CONSEGNA
Trascrivi parola per parola tutto il testo sul sistema sanitario riportato più avanti.

TESTO DI LETTURA
Siamo tutti convinti che un sistema sanitario debba essere della più alta  qualità, accessibile a tutti ed economico, cioè senza inefficienze e sprechi. Questi sono infatti pagati dalle fasce più deboli e indifese della popolazione. Da sempre si sente sostenere che solo un sistema pubblico garantisce qualità equa per tutti, soprattutto per i più deboli, mentre un sistema privato orientato al profitto indebolirebbe quello pubblico, non permettendo la giusta qualità per i meno abbienti. Eppure, per ragioni economiche il pubblico affida al privato parte delle prestazioni, e sulla base di tariffe che vengono tuttavia considerate inadeguate.

Per stabilire regole di efficienza che garantiscano l’indispensabile solidarietà, sembra però necessario andare oltre il nodo tariffario (anche perché così si aumenterebbero solo le uscite del settore sanitario):  si deve intervenire sulla domanda e sull’offerta di servizi, rispettivamente da parte del malato e da parte dell’ospedale e conseguentemente del medico.

DATI RACCOLTI
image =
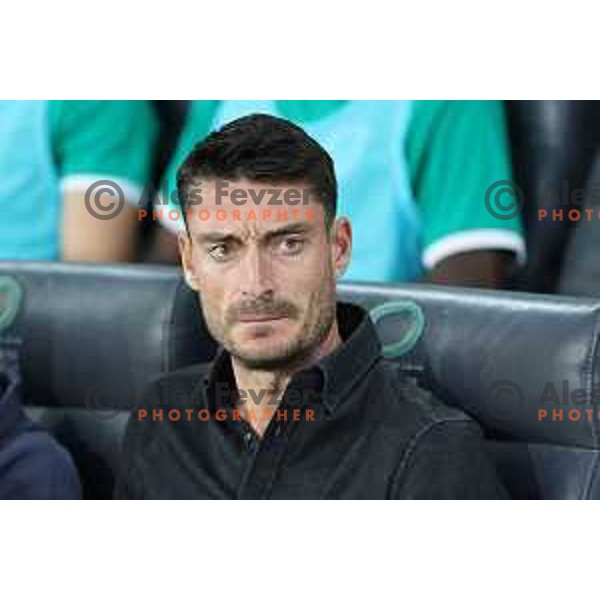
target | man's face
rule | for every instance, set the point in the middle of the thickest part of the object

SOLUZIONE
Siamo tutti convinti che un sistema sanitario debba essere della più alta  qualità, accessibile a tutti ed economico, cioè senza inefficienze e sprechi. Questi sono infatti pagati dalle fasce più deboli e indifese della popolazione. Da sempre si sente sostenere che solo un sistema pubblico garantisce qualità equa per tutti, soprattutto per i più deboli, mentre un sistema privato orientato al profitto indebolirebbe quello pubblico, non permettendo la giusta qualità per i meno abbienti. Eppure, per ragioni economiche il pubblico affida al privato parte delle prestazioni, e sulla base di tariffe che vengono tuttavia considerate inadeguate.

Per stabilire regole di efficienza che garantiscano l’indispensabile solidarietà, sembra però necessario andare oltre il nodo tariffario (anche perché così si aumenterebbero solo le uscite del settore sanitario):  si deve intervenire sulla domanda e sull’offerta di servizi, rispettivamente da parte del malato e da parte dell’ospedale e conseguentemente del medico.